Belum lagi, kata Arief, saksi-saksi di tingkat PPS, PPK dan KPUD. Untuk dana pelatihan saksi sebelum pencoblosan yaitu sebesar rp 100 ribu per orang dan butuh tiga hari.

Artinya, masih dibutuhkan dana sebesar Rp 20,5 miliar. Kekurangan dana nantinya yang menanggung adalah kader Gerindra. Seperti pada Pilgub DKI Jakarta, tambah dia, seluruh kader Gerindra di Indonesia urunan untuk membantu Anies-Sandi.

Momentum

Pengakuan La Nyalla atas permintaan uang oleh Gerindra ini bisa menjadi momentum Satgas Anti-Politik Uang bentukan Polri untuk masuk. Satgas sudah bisa bekerja untuk menyelidiki tudingan ini biar tidak menjadi fitnah.

Ketua Presidium Indonesia Police Watch (IPW) Neta S Pane Satgas sudah bekerja saat partai-partai mengincar para bakal calon. Tujuannya, agar bisa terdeteksi kebenaran isu uang mahar dari para calon untuk partai politik di Pilkada 2018 ini.

"Bagaimana pun uang mahar adalah bagian dari politik uang," kata Neta di Jakarta, Jumat (12/1).

Tujuan Latihan.
Jawab pertanyaan berikut berdasarkan kutipan teks di atas:
(a) Berapa dana pelatihan saksi per orang sebelum pencoblosan?
(b) Siapa yang akan menanggung kekurangan dana?
(c) Menurut Neta, uang mahar merupakan bagian dari apa?

Data Tersimpan.
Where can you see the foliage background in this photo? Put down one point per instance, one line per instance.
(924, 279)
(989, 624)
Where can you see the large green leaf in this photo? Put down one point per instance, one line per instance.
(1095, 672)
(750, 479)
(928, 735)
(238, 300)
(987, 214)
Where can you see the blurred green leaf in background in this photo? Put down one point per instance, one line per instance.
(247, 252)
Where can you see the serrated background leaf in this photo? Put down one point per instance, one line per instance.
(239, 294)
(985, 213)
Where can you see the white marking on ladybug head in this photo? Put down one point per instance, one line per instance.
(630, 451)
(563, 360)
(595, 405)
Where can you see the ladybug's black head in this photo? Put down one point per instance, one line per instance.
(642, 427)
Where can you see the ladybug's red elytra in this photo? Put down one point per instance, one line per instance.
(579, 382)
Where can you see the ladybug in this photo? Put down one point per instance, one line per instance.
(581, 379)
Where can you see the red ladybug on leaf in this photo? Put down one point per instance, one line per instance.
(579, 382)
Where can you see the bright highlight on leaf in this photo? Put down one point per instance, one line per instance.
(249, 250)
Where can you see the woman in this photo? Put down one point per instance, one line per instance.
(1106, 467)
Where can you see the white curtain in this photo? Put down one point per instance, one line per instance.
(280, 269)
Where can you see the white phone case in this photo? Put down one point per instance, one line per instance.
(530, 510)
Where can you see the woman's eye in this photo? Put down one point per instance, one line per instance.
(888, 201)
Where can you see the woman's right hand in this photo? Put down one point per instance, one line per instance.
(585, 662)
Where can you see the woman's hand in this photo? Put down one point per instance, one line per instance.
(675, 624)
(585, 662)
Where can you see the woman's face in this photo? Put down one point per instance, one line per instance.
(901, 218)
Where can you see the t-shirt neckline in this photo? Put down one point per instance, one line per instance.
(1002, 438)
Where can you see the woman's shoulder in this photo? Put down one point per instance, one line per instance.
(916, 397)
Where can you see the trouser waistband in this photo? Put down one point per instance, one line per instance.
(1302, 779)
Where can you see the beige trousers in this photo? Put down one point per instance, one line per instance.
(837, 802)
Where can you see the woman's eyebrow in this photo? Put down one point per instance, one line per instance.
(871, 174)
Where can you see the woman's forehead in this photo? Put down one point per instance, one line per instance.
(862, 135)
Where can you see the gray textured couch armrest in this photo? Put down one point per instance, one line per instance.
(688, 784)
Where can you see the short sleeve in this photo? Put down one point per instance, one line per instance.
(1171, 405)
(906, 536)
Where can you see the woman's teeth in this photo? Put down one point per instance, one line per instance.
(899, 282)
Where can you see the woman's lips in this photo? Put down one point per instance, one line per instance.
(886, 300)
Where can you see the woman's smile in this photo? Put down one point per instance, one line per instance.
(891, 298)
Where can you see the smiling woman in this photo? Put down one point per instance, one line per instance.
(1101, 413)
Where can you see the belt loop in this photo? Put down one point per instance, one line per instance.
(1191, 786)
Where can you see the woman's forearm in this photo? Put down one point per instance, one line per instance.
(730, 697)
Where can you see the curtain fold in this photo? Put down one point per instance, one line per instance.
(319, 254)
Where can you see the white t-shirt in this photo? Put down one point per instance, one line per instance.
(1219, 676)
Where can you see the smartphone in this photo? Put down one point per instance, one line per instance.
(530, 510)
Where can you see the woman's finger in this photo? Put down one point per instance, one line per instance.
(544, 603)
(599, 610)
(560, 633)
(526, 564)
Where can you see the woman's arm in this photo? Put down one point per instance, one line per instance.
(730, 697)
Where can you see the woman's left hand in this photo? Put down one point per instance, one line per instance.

Jawaban Tugas.
(a) Rp 100 ribu per orang.
(b) Kader Gerindra.
(c) Politik uang.